Extrait du texte.
Est-ce que la personne est d’accord avec les pensées suicidaires ? Si votre proche vous dit quelque chose comme « J’y ai pensé, mais c’est complètement stupide », « Ça n’arrangerait rien », « Je ne ferais jamais ça », ou autre type de propos qui critiquent l’idée suicidaire, c’est bon signe. Si la personne a peur à l’idée de se faire du mal, ce n’est pas très agréable pour elle, mais c’est également un signe rassurant. Si elle a l’air « d’adhérer » à ces pensées, d’y croire, d’être d’accord avec, c’est plus inquiétant.

Est-ce que la personne a un plan pour se suicider ? C’est le point le plus important. Tant que le suicide n’est qu’une idée, il est peu probable que votre proche fasse une tentative, à moins qu’il ne s’agisse d’une personne très impulsive.
Demandez-lui quel est le plan, si elle vous dit qu’elle en a un. S’il vous paraît impossible à réaliser ou inefficace, merci de ne pas lui dire ! Ou à l’inverse, est-ce quelque chose de réaliste et déjà accessible ? Est-ce qu’elle sait quand elle le ferait ?

Série d'exercices.
[A] Répondez à ces questions d'après l'extrait sur les pensées suicidaires :
(i) Quel point l'extrait présente-t-il comme le plus important ?
(ii) Que ne faut-il pas dire à la personne si son plan paraît impossible à réaliser ou inefficace ?
(iii) Quel type de personne pourrait faire une tentative même si le suicide n'est qu'une idée ?
[B] Pour chaque affirmation, indiquez si elle concorde avec l'extrait sur les pensées suicidaires, en citant les mots décisifs :
(i) La peur de se faire du mal est présentée comme un signe rassurant.
(ii) L'extrait conseille de ne pas demander à la personne quel est son plan.
(iii) Le fait d'adhérer aux pensées suicidaires est jugé plus inquiétant.
[C] Reproduisez fidèlement le passage de l'extrait sur les pensées suicidaires qui va de « Est-ce que la personne est » jusqu'à « personne très impulsive. ».

Données de pointage par région.
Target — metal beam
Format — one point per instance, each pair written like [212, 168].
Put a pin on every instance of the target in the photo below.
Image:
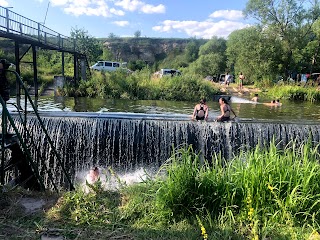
[35, 75]
[17, 63]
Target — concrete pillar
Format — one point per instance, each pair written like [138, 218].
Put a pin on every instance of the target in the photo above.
[58, 83]
[83, 69]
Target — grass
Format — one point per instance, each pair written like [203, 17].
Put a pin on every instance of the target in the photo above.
[267, 193]
[295, 93]
[143, 86]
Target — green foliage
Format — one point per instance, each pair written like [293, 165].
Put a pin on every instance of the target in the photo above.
[86, 44]
[141, 85]
[266, 193]
[295, 93]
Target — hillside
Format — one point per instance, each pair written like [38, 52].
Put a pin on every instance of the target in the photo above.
[147, 49]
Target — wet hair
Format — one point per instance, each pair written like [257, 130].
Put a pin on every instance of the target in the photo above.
[95, 169]
[203, 100]
[5, 63]
[224, 100]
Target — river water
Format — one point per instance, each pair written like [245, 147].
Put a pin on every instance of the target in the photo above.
[291, 112]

Liste des réponses.
[A]
(i) Savoir si la personne a un plan pour se suicider.
(ii) Il ne faut pas lui dire que son plan paraît impossible à réaliser ou inefficace.
(iii) Une personne très impulsive.

[B]
(i) Oui : « c’est également un signe rassurant ».
(ii) Non : « Demandez-lui quel est le plan, si elle vous dit qu’elle en a un. »
(iii) Oui : « c’est plus inquiétant ».

[C]
Est-ce que la personne est d’accord avec les pensées suicidaires ? Si votre proche vous dit quelque chose comme « J’y ai pensé, mais c’est complètement stupide », « Ça n’arrangerait rien », « Je ne ferais jamais ça », ou autre type de propos qui critiquent l’idée suicidaire, c’est bon signe. Si la personne a peur à l’idée de se faire du mal, ce n’est pas très agréable pour elle, mais c’est également un signe rassurant. Si elle a l’air « d’adhérer » à ces pensées, d’y croire, d’être d’accord avec, c’est plus inquiétant.

Est-ce que la personne a un plan pour se suicider ? C’est le point le plus important. Tant que le suicide n’est qu’une idée, il est peu probable que votre proche fasse une tentative, à moins qu’il ne s’agisse d’une personne très impulsive.